RECORDS FOR THIS EXERCISE »
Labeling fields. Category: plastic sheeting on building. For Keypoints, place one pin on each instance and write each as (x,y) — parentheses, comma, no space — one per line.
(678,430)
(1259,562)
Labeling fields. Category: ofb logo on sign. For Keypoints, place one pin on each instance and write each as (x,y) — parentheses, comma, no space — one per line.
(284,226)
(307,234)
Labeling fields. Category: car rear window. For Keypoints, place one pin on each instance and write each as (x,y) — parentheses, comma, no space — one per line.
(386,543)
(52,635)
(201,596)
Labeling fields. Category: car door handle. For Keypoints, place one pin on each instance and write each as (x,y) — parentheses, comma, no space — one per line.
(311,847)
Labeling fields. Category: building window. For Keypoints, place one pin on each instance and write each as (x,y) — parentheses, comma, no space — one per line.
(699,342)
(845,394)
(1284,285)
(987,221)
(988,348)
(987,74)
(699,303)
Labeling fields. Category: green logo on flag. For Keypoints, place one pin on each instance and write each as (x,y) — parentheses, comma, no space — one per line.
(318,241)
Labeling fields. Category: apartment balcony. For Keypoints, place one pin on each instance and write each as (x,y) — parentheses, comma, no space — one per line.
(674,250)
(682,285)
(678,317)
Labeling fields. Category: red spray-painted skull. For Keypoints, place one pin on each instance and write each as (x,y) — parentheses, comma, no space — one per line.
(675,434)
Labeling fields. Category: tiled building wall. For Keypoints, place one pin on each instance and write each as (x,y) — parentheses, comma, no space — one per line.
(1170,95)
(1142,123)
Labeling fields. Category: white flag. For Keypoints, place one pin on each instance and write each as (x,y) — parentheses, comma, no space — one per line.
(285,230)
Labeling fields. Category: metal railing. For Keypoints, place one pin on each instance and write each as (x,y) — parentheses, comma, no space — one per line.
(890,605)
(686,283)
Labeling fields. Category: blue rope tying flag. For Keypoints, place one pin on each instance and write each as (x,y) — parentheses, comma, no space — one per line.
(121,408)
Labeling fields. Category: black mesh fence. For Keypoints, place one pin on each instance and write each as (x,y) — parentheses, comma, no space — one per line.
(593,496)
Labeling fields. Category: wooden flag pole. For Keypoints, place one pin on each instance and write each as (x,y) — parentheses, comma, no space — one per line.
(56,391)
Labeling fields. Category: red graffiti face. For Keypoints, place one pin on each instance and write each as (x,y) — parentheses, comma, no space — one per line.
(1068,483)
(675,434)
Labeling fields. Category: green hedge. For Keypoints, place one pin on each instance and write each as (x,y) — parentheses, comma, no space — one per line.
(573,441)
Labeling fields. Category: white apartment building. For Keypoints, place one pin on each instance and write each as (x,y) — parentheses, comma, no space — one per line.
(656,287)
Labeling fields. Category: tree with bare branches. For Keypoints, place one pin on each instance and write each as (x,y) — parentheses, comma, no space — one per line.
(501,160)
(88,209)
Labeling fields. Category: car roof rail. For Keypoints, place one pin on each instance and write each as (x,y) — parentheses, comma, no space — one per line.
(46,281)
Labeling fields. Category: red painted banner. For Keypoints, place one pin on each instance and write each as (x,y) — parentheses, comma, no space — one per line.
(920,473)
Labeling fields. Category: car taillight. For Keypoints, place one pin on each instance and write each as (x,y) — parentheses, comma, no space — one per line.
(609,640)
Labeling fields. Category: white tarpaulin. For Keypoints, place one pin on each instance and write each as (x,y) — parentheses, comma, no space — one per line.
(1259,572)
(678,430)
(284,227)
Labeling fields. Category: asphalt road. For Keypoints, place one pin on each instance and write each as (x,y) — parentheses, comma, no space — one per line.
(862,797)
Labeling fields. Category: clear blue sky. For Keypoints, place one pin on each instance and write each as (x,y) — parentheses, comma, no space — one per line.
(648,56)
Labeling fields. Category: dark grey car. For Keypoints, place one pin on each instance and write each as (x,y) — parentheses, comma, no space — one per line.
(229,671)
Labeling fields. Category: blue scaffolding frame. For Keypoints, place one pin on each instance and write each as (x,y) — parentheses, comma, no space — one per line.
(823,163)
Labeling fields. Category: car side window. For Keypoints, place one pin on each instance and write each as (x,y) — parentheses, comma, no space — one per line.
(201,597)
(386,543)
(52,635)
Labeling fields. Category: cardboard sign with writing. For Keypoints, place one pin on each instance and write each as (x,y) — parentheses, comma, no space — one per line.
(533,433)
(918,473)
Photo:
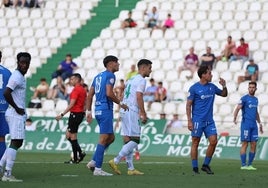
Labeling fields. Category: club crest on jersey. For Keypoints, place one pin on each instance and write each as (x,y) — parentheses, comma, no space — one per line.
(112,80)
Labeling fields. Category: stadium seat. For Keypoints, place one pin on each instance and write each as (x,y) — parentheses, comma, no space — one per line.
(161,44)
(257,25)
(229,6)
(123,43)
(108,43)
(224,109)
(242,6)
(253,16)
(231,25)
(157,34)
(244,25)
(191,25)
(227,15)
(96,43)
(179,24)
(255,6)
(249,35)
(201,15)
(164,54)
(170,34)
(173,44)
(188,15)
(151,54)
(218,25)
(172,75)
(144,34)
(35,14)
(233,98)
(23,13)
(138,53)
(30,42)
(205,25)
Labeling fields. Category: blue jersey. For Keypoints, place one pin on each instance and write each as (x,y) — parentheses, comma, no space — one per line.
(203,98)
(249,108)
(4,77)
(99,83)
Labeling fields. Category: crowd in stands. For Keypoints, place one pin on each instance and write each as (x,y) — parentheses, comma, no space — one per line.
(22,3)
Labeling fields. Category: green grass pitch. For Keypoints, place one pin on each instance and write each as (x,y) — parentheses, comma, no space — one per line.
(48,170)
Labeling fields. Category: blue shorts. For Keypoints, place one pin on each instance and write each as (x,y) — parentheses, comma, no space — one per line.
(105,121)
(4,129)
(249,131)
(206,127)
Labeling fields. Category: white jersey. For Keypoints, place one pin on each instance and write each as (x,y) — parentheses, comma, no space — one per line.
(17,83)
(134,85)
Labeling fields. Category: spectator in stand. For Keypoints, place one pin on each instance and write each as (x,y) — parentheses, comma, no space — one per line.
(152,18)
(66,68)
(20,3)
(128,22)
(58,91)
(161,93)
(229,50)
(252,73)
(242,52)
(208,59)
(190,63)
(149,94)
(41,90)
(169,23)
(132,72)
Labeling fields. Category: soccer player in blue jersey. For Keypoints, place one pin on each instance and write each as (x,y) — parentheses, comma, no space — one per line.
(4,76)
(199,110)
(102,88)
(248,129)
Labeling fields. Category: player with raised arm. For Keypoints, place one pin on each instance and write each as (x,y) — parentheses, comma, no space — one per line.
(199,110)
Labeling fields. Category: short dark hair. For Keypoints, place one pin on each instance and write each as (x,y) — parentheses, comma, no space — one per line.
(144,62)
(202,70)
(24,56)
(77,75)
(253,83)
(108,59)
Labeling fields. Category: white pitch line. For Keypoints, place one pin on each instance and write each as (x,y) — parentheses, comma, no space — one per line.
(57,162)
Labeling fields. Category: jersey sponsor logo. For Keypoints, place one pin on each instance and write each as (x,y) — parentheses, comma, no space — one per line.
(112,80)
(206,96)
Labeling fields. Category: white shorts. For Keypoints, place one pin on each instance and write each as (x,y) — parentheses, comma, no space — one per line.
(130,123)
(16,127)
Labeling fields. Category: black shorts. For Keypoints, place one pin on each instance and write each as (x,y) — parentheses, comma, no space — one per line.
(75,119)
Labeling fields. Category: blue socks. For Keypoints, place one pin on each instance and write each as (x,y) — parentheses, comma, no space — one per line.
(2,148)
(98,155)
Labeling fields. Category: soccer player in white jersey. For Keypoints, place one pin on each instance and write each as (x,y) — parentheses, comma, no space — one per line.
(131,130)
(4,76)
(15,95)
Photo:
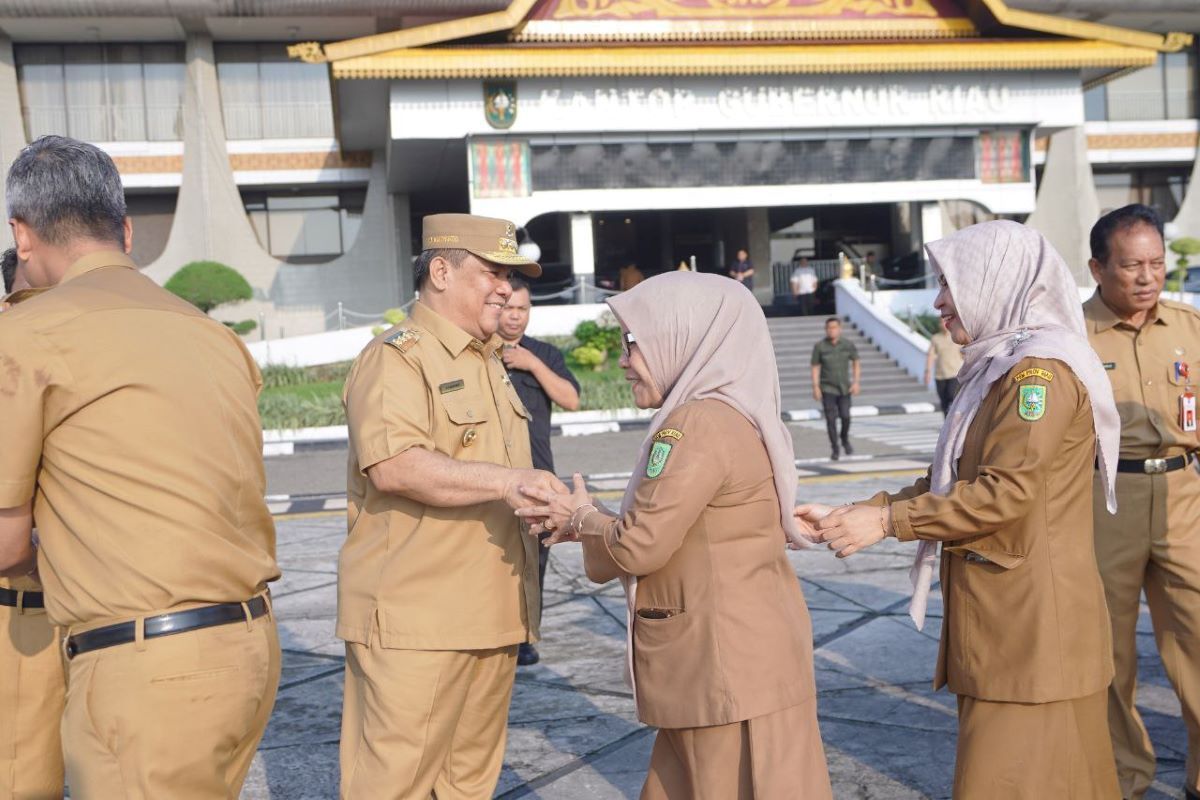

ACTION ITEM » Pictures stay out of the copy; please restate every record above exactly.

EXERCISE RESULT »
Labeling fields. Category: plastic sheeting on building. For Keypoints, place one pin on each instance and write each as (x,y) — parentheses, comma, no space — one per line.
(678,430)
(1259,562)
Labeling fields. Category: ofb logo on sign. For Keypoints, place one pin on each instance and write each as (x,y) — parentheses, comma, no space — one per line.
(284,226)
(307,234)
Labeling fields. Category: car rear window. For Keypoints, place one pin on each instance and write each as (x,y) — parentheses, comma, no space — one per line.
(386,543)
(52,635)
(201,596)
Labeling fields. Category: car door handle. For Keypoints, place one pin on each instance and write each as (x,y) — parentheses, comma, no space — one per line.
(311,847)
Labeling fields. Category: building window. For Keypoints, place one pin on each instance and write each as (x,y) — parentheses, comma, no space — one per line.
(699,342)
(845,394)
(1284,285)
(987,221)
(988,348)
(987,74)
(699,303)
Labeling fields. Category: green logo on flag. For Keypoints, place one pin on each instance and write each as (x,y) — parentheses, comma, no space — one per line.
(318,241)
Labeling fields. Category: apartment balcony. For Keypoints, place one pin on each instance and write each as (x,y) — parentheses, comma, no space — one per line.
(674,250)
(682,285)
(678,317)
Labeling fields. Category: red spray-painted skull. For Keypoints, place one pin on each instance and write each as (x,y) — parentheses, comma, no space — one per line.
(675,434)
Labeling fields. Category: tiled building wall. For Keypoints, place one pin on each instance and write each as (x,y) — parentheses, comma, no space — one per line.
(1170,95)
(1142,123)
Labeling fields. Category: white flag. For Keypoints, place one pin on each instance and write each as (x,y) — parentheses, comma, no space — one per line.
(285,230)
Labeling fields. Category: metal railing. For Keypoints, place one pin on each instance and write each as (x,y) — parentheses, comma, no space — one per line.
(890,605)
(686,283)
Labeling fields. Category: blue rope tying flag. For Keypoints, place one pin on each instance and write each as (x,y) — parentheses, comma, no space — one per line.
(121,408)
Labeling fields. Category: black mesh fence. For Keypoints, place one pin on each instance and write each as (x,y) — parentheses, comma, no space — one per line.
(593,496)
Labeling fields. Category: wooden flag pole. For Keypoints, place one pin on each instance and write each as (x,y) — parentheses, comma, no space — one per line.
(56,391)
Labeling fields. Category: red graffiti face. For Keypoints, place one pin on each instance and write each as (x,y) — parentheses, comma, no space — one per line.
(1068,483)
(675,434)
Labeling fields. Category: green hedge. For Keypoints, place one pin on each instance and write each as (x,y) — parentheses, comma, no space — one per line.
(573,441)
Labeling fields. Category: white apartment building. For Keypoints, place one pin on each instance and write each as (x,y) — parentheses, comma, no space — one per line.
(656,287)
Labeling fields. Category: tree with bare branches. For Keypoints, place one pin on each instance and write each as (x,y) — parentheses, comma, no space — one per line.
(501,160)
(88,209)
Labeling fields. Category: car roof rail. For Keypoints, place one pin on each instance and write each as (x,y) — parentheses, comma, no space — one per line.
(46,281)
Labeling fields. Category: red painted banner. For Keypoints, place one pin on each instance and write each as (x,y) — parentheses, comma, no space — one per line.
(920,473)
Labeling fields. Category: car taillight. For Keypoints, place one pin on each instance and write each as (x,y) — parentheses, comma, no space — one per line.
(609,640)
Labeling fields. Category: white tarpaulin. For Keypoints, place one pin on each instance and write each as (x,y) — parentheses, comma, no space — one per line.
(1259,572)
(678,430)
(284,227)
Labeling fields. Category: asphalt road. For Keypoints, place one pin on each instance and write each as (x,y) — parentheses, comma, no space — one per line.
(862,797)
Labeling fields. Category: clear blue sky. For Keypoints, place one pin on each instance and write each as (x,y) — parentheses, comma, no space — one per line.
(648,56)
Labeling fields. Category: dark grey car. For Keypoints, place one pin on each instance and write each as (x,y) — parentheses, comma, no space — one per line.
(229,671)
Labeling fields. Category: blue scaffolding frame. For Keypoints, place one pin on each instance and write each as (x,y) — parentheses, comma, no space — one per line.
(823,163)
Labeling fields. Category: car side window. For Keypoints, place one pin on each instance and write each as (x,y) — parentheses, comma, no space — one per line.
(201,597)
(386,543)
(52,635)
Labeling fields. Category: cardboard sign with writing. For Keypoints, place one pin on each instance and write each as (x,y) — parentheses, comma, no space — one per line.
(533,433)
(918,473)
Photo:
Labeling fields. Category: club crest on jersey. For Keypoints, place one pin on each instance and write each as (x,y) — parentheses, comma, no space — one per line.
(112,80)
Labeling fields. Category: stadium seat. For Keypoints, place one pin on each instance and write each as (x,y) — parentheses, comma, no space — one per line.
(161,44)
(257,25)
(229,6)
(123,43)
(108,43)
(224,109)
(242,6)
(253,16)
(231,25)
(157,34)
(244,25)
(191,25)
(227,15)
(96,43)
(179,24)
(255,6)
(249,35)
(201,15)
(164,54)
(170,34)
(173,44)
(188,15)
(151,54)
(218,25)
(172,75)
(144,34)
(35,14)
(233,98)
(23,13)
(138,53)
(30,42)
(205,25)
Labeling fields. Category: blue jersey. For Keypoints, place one pin on each instance and write each as (x,y) — parentheses, comma, no space — one per line.
(203,98)
(249,108)
(4,77)
(99,83)
Labeling fields. Category: crowd in stands. For Keypoints, place one pin on each instance and write each as (x,y) — parentheses, comma, no space — one per line.
(22,3)
Labeling fields. Category: green grass pitch. For Keypoints, place one pin on each instance and write each as (x,y) — parentheses, comma, no space — one per line.
(48,170)
Labeling fields. Category: blue shorts. For Keypoints, place one pin on each instance and write each as (x,y) — parentheses, comma, no space — one per line.
(105,121)
(4,129)
(249,131)
(206,127)
Labeling fields. Category: white jersey. For Keypoints, place one pin on each instance and write each as (x,y) — parentheses, comma, no space — one per line.
(17,83)
(134,85)
Labeling fields. Category: spectator in stand. For Keypoints, place one pin on each instance and write each as (x,y) — parentheses, comma, no space — one per line.
(152,18)
(66,68)
(20,3)
(128,22)
(58,91)
(161,93)
(229,50)
(252,73)
(242,52)
(208,59)
(190,63)
(149,94)
(41,90)
(169,23)
(132,72)
Labeling fields. Category: soccer player in blue jersey. For Keypoints, place one pin on each instance and write each as (x,y) — parentheses, comma, no space — one per line.
(4,76)
(199,110)
(102,88)
(248,129)
Labeling fields. Category: player with raised arm. For Keypoints, place one pin on each instance and write each as (x,y) — parentheses, comma, no space — one per line.
(199,110)
Labeling fields. Category: short dark hair. For Keypoints, place one pin on each instance and write each as (x,y) — parentheses, comma, no space — one per line.
(144,62)
(202,70)
(24,56)
(77,75)
(253,83)
(108,59)
Labeling fields. Category: white pitch line. For Keypoints, place one pin on each instance and write each as (x,y) — parentheses, comma, no space — one per line.
(57,162)
Labeling fields. Category: jersey sponsor logo. For Keypoints, place one pin on each instance and write each as (x,y) — parentheses, comma, no space — one per line.
(112,80)
(206,96)
Labeling fields. Category: white shorts. For Keypoints, place one pin on each instance and write each as (x,y) — parentheses, comma, no space — one per line.
(130,123)
(16,127)
Labeling fields. Category: black shorts. For Keypoints, place one pin on each instance and write each as (x,y) — parentheses, comma, no space — one per line.
(75,119)
Labeling fields. Category: blue socks. For Keypoints, place one pin on each instance and write each as (x,y) — parentheses, comma, no space — one per line.
(2,148)
(98,155)
Labeling fields. Category: soccer player in white jersey. For Keypoints, place one pin on each instance and write each as (x,y) — parentheses, comma, no space — one per line.
(131,130)
(4,76)
(15,95)
Photo:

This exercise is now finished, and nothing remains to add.